**Source extract:**
United States District Court, M.D. Pennsylvania

May 3, 2017

LISA K. BRINEGAR, Plaintiff,
v.
NANCY A. BERRYHILL,[1] Acting Commissioner of Social Security, Defendant.

          MEMORANDUM

          RICHARD P. CONABOY United States District Judge

         Pending before the Court is Plaintiff's appeal from the Commissioner's denial of Supplemental Security Income (“SSI”) under Title XVI of the Social Security Act (“Act”). (Doc. 1.) Plaintiff filed an application for benefits on May 8, 2013, alleging a disability onset date of April 10, 2001. (R. 14.) However, because of res judicata considerations related to her previous application for SSI, the relevant period for the current application begins on the filing date of May 8, 2013. (Id.) After Plaintiff appealed the initial denial of the claim, a hearing was held on September 10, 2014, and Administrative Law Judge (“ALJ”) Therese A. Hardiman issued her Decision on January 23, 2015, concluding that Plaintiff had not been under a disability during the relevant time period. (R. 26.) Plaintiff requested review of the ALJ's decision which the Appeals Council denied on July 12, 2016. (R. 1-5.) In doing so, the ALJ's decision became the decision of the Acting Commissioner. (R. 1.)

         Plaintiff filed this action on September 12, 2016. (Doc. 1.) She asserts in her supporting brief that the Acting Commissioner's determination should be reversed or remanded for the following reasons: 1) the ALJ's finding that Plaintiff has no severe physical impairments is not supported by substantial evidence and is harmful error; 2) the ALJ's RFC assessment imposing no exertional limitaions is not supported by substantial evidence; and 3) the ALJ committed a reversible error of law by failing to accord greater weight to the opinion of Joseph Primavera, Ph.D. (Doc. 11 at 3.) After careful review of the record and the parties' filings, the Court concludes this appeal is properly denied.

         I. Background

         Plaintiff was born on December 26, 1965, and was forty-seven years old on the date the application was filed. (R. 25.) She has a high school education and does not have past relevant work. (Id.) Plaintiff reported that she was last employed as a dogsitter in 2008 and she had worked in sales in the “distant past.” (R. 416.)

**Task to complete:**
According to the court memorandum, on what date did the Appeals Council deny the plaintiff's request for review of the ALJ's decision?

**Listed records:**
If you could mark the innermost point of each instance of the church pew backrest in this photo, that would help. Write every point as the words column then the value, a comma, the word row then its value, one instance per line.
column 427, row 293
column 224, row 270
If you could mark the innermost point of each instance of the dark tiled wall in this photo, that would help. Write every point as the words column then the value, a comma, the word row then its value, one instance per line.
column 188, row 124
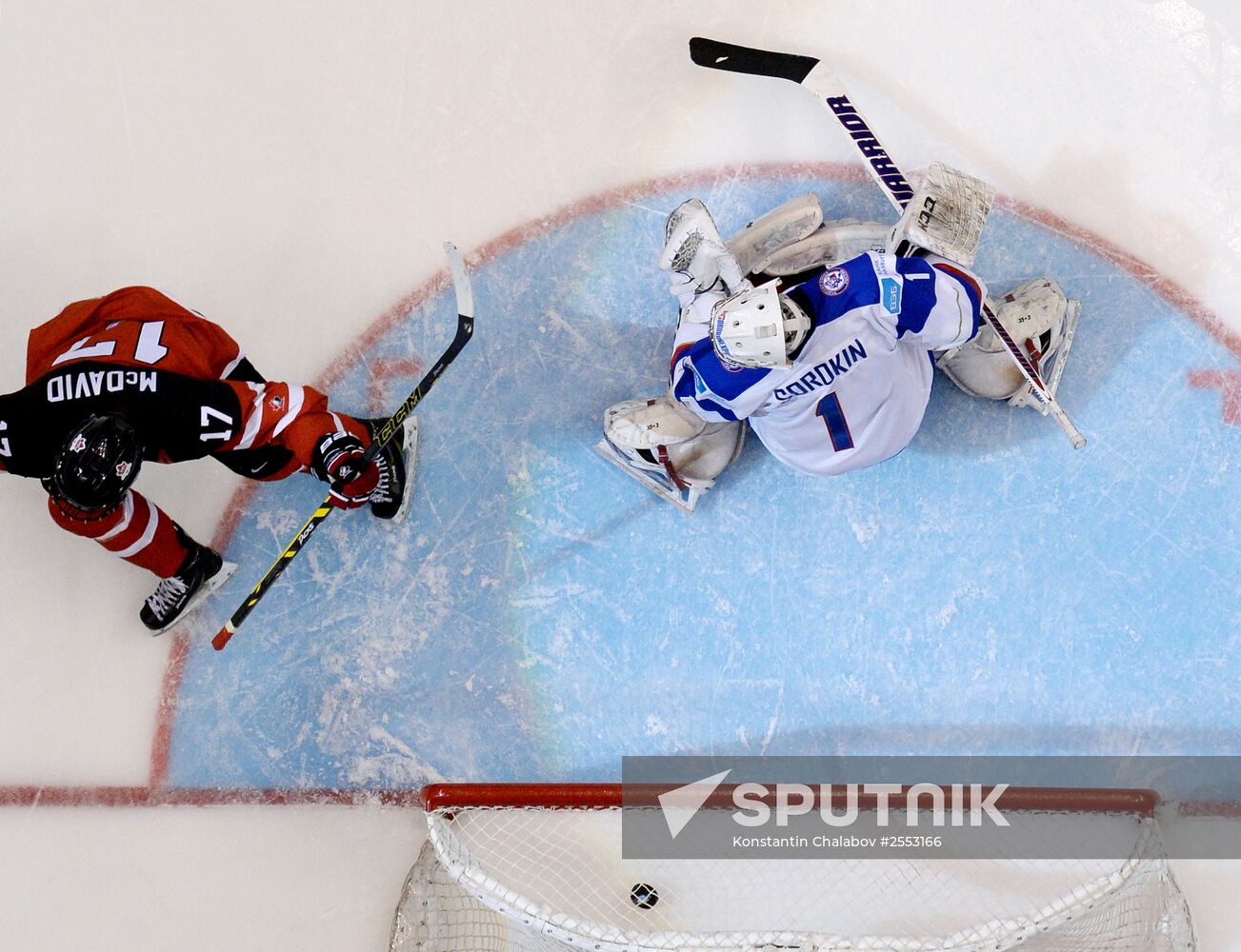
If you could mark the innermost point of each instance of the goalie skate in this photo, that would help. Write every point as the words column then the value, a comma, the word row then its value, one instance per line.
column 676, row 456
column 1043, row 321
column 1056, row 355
...
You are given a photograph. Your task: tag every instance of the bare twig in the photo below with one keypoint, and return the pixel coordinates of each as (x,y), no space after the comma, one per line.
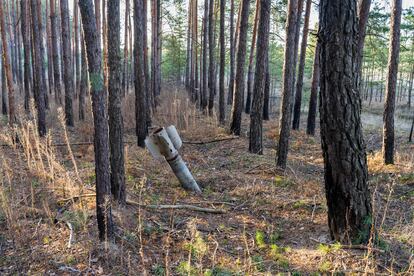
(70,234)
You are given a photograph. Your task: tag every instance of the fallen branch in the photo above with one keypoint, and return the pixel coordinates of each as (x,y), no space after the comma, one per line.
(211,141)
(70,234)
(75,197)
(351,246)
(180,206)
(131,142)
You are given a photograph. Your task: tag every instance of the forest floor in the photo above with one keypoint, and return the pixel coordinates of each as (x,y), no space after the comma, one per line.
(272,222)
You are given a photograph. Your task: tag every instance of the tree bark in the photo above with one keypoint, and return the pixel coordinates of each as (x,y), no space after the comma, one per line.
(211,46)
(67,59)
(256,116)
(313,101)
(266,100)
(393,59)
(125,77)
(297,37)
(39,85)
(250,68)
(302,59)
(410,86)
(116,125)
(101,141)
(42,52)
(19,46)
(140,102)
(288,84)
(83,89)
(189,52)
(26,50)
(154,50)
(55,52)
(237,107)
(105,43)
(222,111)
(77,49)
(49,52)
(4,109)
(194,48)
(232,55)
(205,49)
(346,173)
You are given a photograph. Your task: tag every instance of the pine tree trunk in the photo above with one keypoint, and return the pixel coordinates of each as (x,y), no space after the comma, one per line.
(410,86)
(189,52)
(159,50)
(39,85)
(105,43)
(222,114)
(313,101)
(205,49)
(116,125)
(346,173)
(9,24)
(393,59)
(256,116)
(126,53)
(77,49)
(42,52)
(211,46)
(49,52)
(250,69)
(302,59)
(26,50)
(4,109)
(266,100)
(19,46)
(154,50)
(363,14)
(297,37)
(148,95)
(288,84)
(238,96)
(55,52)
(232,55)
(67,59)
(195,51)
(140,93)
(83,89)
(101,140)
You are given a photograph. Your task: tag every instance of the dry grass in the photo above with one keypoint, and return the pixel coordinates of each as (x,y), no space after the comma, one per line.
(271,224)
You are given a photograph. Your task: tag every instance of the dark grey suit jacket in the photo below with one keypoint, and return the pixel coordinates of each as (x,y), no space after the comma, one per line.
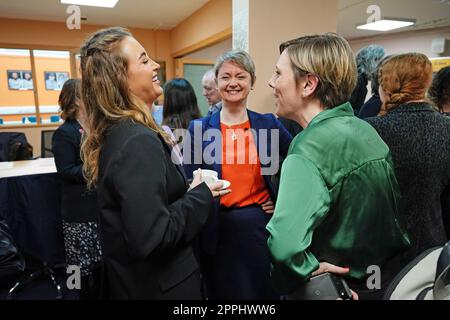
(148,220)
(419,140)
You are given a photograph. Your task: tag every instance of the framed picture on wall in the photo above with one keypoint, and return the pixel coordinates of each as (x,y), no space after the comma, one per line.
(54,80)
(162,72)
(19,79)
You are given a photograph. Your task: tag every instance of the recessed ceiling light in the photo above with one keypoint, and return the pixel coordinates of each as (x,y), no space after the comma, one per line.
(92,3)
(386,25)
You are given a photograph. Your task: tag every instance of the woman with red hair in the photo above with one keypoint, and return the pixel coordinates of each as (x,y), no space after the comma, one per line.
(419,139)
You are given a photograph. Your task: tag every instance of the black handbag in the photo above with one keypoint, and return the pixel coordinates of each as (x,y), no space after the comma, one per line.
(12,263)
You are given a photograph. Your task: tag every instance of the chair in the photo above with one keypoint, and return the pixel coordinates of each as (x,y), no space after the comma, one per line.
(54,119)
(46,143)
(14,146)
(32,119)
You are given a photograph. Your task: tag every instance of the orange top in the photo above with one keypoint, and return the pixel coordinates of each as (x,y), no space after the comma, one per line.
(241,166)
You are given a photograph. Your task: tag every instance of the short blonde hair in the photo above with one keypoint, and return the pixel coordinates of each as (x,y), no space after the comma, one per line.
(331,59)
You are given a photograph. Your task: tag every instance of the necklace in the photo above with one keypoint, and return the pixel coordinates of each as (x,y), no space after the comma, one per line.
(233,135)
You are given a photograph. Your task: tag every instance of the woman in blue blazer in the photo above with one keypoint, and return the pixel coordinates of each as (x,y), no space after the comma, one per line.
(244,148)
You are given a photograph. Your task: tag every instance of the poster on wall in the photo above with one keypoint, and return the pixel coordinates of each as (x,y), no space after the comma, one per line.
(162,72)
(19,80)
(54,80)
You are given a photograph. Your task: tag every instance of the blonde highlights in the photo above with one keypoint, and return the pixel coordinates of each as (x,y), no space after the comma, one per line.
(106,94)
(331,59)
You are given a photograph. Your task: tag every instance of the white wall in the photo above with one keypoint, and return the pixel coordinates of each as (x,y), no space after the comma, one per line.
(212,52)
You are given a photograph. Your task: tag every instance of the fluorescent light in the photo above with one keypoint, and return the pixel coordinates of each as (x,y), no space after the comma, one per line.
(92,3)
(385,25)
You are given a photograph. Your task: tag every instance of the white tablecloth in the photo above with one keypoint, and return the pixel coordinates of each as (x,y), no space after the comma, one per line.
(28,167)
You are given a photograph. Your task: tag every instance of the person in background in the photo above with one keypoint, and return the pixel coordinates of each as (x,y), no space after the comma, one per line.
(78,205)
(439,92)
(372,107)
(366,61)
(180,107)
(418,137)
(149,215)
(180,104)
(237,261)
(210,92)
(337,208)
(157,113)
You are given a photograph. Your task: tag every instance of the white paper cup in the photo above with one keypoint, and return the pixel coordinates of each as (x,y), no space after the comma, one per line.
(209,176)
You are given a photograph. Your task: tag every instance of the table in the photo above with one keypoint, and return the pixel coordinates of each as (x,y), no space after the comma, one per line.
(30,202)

**Written response:**
July 12, 2016